=== Material for this task ===

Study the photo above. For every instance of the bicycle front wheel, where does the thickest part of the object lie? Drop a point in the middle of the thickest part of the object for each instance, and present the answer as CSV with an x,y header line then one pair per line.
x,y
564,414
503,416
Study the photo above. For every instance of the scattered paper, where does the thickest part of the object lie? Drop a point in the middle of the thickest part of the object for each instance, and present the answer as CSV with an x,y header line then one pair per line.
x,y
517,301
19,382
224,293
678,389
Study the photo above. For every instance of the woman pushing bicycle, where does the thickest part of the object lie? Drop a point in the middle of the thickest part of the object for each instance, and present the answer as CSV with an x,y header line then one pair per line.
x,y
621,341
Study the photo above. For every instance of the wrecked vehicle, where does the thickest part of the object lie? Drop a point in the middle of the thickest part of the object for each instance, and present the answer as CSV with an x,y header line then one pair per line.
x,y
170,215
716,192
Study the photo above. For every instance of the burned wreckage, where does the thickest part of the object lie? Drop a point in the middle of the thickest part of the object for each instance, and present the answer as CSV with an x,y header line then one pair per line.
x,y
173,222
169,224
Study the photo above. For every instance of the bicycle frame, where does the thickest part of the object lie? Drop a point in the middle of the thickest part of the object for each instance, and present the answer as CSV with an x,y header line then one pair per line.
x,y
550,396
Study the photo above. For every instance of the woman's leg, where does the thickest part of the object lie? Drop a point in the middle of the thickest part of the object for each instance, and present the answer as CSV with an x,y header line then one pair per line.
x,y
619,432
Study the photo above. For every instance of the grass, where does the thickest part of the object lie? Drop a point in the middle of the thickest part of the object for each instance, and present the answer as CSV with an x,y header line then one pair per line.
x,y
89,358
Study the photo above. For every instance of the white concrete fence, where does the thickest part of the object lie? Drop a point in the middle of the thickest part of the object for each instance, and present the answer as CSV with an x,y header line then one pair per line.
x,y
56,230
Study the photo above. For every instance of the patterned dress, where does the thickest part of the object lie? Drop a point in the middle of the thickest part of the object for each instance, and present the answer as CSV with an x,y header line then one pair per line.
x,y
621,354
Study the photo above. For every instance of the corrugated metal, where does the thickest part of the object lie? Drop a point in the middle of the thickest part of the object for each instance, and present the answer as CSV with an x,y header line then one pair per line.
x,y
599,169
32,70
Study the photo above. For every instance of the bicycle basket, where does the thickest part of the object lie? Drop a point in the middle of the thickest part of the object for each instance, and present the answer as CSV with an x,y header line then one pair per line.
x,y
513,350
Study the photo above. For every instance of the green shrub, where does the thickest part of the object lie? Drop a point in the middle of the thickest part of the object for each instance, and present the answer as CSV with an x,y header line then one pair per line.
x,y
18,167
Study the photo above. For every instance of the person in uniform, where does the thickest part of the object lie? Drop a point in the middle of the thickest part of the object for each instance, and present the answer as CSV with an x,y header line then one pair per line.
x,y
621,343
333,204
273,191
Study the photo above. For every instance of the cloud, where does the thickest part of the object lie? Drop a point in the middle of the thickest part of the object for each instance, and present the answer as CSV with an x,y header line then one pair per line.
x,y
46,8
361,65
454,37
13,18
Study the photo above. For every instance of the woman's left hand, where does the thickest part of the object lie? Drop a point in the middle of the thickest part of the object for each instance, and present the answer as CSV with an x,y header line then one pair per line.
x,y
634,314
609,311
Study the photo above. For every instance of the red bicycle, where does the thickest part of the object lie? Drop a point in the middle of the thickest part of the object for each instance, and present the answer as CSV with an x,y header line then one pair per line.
...
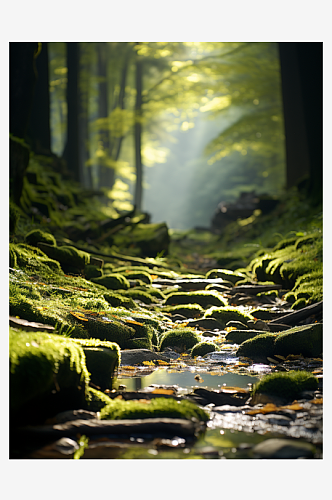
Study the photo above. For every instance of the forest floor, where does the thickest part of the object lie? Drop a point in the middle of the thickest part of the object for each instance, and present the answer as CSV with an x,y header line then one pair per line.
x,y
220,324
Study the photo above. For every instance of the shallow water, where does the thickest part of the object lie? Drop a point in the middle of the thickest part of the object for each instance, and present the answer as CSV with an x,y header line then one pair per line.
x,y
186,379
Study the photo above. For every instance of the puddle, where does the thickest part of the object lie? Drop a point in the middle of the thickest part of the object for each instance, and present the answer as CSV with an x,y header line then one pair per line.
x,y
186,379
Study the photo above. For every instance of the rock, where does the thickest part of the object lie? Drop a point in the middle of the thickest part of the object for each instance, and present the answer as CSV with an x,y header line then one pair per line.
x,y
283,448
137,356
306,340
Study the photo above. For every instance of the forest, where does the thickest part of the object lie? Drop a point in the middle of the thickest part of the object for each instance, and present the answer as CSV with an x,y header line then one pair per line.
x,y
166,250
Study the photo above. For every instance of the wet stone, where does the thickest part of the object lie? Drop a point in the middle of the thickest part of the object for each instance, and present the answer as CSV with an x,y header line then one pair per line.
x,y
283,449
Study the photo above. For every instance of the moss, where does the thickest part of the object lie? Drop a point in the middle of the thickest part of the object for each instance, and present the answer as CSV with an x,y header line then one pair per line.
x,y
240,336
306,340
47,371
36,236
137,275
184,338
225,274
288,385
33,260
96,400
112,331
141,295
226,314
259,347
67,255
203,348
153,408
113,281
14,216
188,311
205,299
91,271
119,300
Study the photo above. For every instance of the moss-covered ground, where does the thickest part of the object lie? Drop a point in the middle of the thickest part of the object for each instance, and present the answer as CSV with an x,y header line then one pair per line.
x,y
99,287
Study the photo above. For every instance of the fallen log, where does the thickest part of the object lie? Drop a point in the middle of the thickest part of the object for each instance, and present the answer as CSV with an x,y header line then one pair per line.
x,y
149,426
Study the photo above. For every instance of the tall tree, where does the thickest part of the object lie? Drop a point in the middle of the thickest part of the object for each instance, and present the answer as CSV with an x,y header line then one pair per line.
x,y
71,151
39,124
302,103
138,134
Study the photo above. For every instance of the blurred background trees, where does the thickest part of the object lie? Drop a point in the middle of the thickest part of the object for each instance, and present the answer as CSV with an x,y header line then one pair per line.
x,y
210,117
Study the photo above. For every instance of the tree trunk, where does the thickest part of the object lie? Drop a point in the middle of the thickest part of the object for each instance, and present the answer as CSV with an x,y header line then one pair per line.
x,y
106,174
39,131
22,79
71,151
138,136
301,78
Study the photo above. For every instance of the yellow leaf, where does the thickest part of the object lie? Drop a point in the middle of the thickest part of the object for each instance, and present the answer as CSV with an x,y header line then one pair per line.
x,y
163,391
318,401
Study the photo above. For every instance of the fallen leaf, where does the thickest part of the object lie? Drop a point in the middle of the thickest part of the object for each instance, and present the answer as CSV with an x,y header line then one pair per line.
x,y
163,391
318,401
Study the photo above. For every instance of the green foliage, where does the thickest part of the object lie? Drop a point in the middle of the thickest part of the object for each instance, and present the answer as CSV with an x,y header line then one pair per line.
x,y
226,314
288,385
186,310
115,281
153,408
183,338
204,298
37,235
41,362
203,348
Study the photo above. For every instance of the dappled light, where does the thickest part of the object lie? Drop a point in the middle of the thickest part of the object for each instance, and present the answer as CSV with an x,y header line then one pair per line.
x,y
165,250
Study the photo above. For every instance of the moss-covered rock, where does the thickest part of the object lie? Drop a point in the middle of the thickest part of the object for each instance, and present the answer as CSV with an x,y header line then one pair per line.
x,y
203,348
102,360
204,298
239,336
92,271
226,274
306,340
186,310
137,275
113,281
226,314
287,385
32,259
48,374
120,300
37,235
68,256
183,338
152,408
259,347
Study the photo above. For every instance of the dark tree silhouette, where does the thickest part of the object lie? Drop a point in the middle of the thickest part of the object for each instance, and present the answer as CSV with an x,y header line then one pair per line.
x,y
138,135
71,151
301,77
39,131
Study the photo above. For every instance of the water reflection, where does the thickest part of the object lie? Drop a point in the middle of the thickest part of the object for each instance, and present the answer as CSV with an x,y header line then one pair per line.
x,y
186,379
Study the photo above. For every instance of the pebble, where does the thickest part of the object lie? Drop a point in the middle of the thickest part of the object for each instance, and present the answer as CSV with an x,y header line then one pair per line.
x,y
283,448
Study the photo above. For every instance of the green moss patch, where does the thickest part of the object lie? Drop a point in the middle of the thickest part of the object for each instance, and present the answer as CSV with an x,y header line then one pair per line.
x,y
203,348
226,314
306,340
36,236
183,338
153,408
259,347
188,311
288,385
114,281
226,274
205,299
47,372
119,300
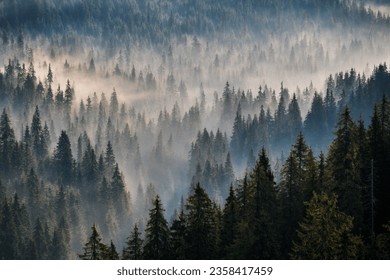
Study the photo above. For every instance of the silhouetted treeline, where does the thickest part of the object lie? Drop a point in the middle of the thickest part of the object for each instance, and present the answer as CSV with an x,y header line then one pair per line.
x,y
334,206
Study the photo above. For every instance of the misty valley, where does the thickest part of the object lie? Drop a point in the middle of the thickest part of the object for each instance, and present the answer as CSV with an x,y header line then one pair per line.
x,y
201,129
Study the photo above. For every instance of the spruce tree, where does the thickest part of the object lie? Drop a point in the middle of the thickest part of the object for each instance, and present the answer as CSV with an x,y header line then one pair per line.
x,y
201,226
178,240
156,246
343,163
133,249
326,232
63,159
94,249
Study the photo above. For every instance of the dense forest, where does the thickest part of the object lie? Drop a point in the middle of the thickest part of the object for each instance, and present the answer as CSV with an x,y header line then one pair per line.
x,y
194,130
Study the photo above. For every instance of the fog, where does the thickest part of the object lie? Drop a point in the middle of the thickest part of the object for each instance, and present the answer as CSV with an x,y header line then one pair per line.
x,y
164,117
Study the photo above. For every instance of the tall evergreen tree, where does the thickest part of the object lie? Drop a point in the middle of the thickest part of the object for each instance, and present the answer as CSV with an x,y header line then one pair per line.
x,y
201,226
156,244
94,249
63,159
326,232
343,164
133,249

=== Problem to work on ===
Can you pull out every line of the records above that contains the word "spruce", matching case exactly, and copy each one?

=== Task solution ===
Study the photo above. For every instance of the spruce tree, where does the thickest part of the object lie? Drop a point in the middle of the thickest part of the object for each instance, and present the answer as CSV with an x,y header line then one pair per line.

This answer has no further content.